§ Stated goal
Offset the listing from the line containing "Return the mask of every instance of the red" through the line containing "298 114 L 278", both included. Reproduce every line in that stretch, requests unchanged, but add 125 to every number in the SVG markup, both the viewBox values and the path coordinates.

☆ ☆ ☆ ☆

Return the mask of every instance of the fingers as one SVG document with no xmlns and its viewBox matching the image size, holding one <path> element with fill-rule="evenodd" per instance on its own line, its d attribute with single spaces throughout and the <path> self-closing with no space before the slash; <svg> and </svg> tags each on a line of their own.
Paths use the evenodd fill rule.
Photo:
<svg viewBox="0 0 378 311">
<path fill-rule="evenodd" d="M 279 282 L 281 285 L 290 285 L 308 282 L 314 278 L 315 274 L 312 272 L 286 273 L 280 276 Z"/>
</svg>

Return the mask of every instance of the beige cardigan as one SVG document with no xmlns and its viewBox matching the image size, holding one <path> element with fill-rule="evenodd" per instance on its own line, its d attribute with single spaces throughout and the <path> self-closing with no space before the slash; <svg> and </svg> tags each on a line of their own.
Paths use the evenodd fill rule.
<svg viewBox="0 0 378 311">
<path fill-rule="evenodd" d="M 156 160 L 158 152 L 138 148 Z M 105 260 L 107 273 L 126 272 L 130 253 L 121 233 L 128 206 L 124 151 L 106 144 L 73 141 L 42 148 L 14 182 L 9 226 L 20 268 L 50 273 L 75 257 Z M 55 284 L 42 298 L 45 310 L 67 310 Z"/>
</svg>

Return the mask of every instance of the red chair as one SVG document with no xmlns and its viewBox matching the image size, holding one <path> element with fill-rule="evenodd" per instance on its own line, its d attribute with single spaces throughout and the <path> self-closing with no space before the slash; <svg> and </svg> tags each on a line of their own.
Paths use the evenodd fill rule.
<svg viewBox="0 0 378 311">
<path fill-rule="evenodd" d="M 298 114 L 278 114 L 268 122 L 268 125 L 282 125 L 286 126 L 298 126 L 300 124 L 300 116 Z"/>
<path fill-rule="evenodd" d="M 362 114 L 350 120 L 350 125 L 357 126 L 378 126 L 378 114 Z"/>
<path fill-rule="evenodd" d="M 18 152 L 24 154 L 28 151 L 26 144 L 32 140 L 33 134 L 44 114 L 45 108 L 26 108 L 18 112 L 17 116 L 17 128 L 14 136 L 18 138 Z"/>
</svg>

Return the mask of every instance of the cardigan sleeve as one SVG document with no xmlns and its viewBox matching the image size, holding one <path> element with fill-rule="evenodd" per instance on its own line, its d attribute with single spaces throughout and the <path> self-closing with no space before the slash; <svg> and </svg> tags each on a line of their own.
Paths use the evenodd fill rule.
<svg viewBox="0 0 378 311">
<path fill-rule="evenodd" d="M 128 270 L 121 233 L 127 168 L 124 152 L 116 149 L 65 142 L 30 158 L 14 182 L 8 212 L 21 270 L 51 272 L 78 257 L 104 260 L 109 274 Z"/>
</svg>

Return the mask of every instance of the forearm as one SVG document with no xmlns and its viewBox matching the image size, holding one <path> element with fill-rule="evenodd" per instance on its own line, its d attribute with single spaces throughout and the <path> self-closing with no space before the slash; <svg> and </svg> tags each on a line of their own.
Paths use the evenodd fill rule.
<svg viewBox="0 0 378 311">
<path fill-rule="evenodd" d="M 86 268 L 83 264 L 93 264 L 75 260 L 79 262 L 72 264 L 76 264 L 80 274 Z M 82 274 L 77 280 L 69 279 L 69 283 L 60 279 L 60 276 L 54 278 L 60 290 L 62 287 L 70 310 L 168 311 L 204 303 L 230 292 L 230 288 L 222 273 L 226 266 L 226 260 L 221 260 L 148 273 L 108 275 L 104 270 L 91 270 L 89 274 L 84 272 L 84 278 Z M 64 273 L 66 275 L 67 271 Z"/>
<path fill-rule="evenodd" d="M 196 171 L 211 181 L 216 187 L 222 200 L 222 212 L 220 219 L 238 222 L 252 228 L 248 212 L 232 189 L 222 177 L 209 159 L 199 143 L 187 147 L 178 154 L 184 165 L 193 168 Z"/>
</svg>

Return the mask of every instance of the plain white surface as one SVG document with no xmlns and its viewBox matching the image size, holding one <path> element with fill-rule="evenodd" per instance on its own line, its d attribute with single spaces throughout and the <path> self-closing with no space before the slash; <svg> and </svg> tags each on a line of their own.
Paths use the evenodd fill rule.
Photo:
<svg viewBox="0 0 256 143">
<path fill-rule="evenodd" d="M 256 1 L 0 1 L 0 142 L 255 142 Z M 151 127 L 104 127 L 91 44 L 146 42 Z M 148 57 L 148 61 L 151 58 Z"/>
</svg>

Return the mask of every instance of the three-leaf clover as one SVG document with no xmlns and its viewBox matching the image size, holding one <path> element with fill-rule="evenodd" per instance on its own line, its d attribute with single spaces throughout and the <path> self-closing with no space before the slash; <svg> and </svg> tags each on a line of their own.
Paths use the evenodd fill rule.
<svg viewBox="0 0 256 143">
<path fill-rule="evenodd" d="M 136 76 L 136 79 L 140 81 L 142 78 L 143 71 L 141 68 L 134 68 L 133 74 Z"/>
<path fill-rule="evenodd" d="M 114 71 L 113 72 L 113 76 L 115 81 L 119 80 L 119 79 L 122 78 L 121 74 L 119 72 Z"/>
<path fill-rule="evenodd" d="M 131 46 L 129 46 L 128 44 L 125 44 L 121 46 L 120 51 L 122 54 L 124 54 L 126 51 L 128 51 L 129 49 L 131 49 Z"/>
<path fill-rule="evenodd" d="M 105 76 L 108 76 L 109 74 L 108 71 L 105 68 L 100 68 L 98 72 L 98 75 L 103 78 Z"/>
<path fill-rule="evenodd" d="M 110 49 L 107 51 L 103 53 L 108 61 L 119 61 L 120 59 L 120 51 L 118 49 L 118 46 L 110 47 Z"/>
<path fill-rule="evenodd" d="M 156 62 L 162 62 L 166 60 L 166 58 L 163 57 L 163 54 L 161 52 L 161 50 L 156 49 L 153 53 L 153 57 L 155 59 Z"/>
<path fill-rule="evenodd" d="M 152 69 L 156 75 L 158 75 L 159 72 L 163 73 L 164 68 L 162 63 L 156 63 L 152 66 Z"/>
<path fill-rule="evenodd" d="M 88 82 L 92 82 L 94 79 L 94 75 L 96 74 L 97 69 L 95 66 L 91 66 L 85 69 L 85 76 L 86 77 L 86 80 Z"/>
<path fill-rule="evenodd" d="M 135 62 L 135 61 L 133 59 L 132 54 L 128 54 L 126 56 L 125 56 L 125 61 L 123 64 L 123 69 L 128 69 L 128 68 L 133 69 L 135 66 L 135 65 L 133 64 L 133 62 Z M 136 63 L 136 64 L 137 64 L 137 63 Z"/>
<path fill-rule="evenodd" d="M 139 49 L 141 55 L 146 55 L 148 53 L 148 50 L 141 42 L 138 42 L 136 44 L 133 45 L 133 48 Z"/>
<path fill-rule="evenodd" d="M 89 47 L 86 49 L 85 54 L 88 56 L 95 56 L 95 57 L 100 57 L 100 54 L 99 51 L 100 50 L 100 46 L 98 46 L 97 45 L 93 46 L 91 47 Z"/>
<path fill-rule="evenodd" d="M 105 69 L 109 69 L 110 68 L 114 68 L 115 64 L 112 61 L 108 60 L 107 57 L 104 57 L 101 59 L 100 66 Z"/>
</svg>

☆ ☆ ☆ ☆

§ The output
Return the mask of every instance of the red chair as one SVG document with no xmlns and its viewBox matching the image size, holding one <path> element with fill-rule="evenodd" per instance on its own line, its d attribute with single spaces throughout and the <path> self-closing with no space before the slash; <svg> and </svg> tags each on a line of their own.
Paths use the evenodd fill rule.
<svg viewBox="125 125 503 436">
<path fill-rule="evenodd" d="M 423 239 L 403 239 L 393 247 L 393 250 L 407 250 L 411 251 L 423 251 L 425 249 L 425 241 Z"/>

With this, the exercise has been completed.